**Brief**: Reproduce the opening lines of the records exactly, up to and including the line in which "of the lawn" occurs.

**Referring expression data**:
┄┄┄┄┄┄┄┄┄┄

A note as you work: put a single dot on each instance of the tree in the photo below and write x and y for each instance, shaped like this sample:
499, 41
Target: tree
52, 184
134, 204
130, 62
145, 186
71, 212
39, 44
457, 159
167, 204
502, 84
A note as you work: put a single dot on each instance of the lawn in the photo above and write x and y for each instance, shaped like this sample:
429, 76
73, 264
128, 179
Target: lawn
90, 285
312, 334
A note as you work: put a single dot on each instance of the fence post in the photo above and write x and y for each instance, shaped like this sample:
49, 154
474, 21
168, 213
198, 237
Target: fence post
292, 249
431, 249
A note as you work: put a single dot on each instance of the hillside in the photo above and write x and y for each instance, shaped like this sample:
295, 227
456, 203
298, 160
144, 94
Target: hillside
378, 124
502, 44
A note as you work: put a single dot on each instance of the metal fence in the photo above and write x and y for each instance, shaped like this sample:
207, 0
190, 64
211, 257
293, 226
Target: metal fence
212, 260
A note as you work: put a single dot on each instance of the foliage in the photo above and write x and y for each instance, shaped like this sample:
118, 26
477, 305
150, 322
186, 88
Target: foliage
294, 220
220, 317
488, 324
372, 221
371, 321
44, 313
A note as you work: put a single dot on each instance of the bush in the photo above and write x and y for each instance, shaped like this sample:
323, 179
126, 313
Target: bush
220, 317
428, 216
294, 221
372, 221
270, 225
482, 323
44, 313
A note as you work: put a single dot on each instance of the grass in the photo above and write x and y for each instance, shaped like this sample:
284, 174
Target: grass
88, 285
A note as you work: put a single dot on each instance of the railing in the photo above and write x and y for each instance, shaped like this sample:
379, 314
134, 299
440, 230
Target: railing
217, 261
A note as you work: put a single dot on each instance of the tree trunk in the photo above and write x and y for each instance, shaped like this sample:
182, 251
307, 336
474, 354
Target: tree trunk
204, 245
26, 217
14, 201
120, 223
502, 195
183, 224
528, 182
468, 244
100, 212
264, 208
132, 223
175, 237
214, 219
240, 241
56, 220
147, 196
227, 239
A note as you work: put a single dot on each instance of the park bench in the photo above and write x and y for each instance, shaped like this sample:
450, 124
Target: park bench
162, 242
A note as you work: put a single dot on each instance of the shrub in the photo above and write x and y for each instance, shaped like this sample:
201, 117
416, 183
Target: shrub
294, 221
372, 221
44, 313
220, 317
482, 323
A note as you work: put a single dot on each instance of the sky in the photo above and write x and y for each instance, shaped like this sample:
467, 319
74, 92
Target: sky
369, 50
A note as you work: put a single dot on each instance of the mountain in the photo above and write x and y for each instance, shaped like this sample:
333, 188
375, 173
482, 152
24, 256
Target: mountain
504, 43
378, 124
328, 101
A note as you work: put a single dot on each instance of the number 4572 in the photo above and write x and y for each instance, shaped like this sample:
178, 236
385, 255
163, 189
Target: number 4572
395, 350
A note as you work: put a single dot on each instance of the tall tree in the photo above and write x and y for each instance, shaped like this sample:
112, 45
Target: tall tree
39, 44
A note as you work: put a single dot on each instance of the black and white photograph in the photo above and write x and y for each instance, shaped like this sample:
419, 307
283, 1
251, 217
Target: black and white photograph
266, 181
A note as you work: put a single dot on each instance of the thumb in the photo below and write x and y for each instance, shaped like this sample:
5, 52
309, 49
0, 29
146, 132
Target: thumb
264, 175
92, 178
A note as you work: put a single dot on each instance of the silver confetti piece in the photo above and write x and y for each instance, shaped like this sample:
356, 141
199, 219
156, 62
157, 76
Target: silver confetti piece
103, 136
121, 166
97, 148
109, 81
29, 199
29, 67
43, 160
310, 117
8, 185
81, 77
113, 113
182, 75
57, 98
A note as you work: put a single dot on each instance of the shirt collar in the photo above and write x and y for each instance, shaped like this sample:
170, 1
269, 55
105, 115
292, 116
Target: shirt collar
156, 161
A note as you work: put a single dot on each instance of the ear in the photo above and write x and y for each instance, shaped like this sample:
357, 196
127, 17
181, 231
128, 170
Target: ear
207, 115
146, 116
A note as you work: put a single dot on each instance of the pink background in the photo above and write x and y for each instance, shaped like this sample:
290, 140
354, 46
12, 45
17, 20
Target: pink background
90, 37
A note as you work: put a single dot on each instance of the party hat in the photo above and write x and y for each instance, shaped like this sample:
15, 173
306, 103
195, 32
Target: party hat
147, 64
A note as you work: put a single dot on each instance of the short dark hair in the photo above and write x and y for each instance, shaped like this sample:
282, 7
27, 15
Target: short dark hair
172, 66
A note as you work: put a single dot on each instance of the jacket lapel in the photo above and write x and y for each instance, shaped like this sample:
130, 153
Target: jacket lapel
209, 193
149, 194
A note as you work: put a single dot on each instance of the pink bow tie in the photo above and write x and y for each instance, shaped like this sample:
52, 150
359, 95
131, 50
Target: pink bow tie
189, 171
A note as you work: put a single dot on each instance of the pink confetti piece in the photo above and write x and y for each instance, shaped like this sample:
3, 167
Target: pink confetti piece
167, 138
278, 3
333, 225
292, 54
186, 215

┄┄┄┄┄┄┄┄┄┄

**Worked solution**:
A note as you work: put a single dot on each instance of the tree in the photo below and write x and y for each instance, shaped like this sample:
499, 41
Target: tree
52, 184
134, 204
130, 62
145, 186
71, 212
39, 44
457, 159
167, 204
502, 84
A note as you work: put a single dot on each instance of the lawn in the photo above and write x and y for each instance, shaped like this sample:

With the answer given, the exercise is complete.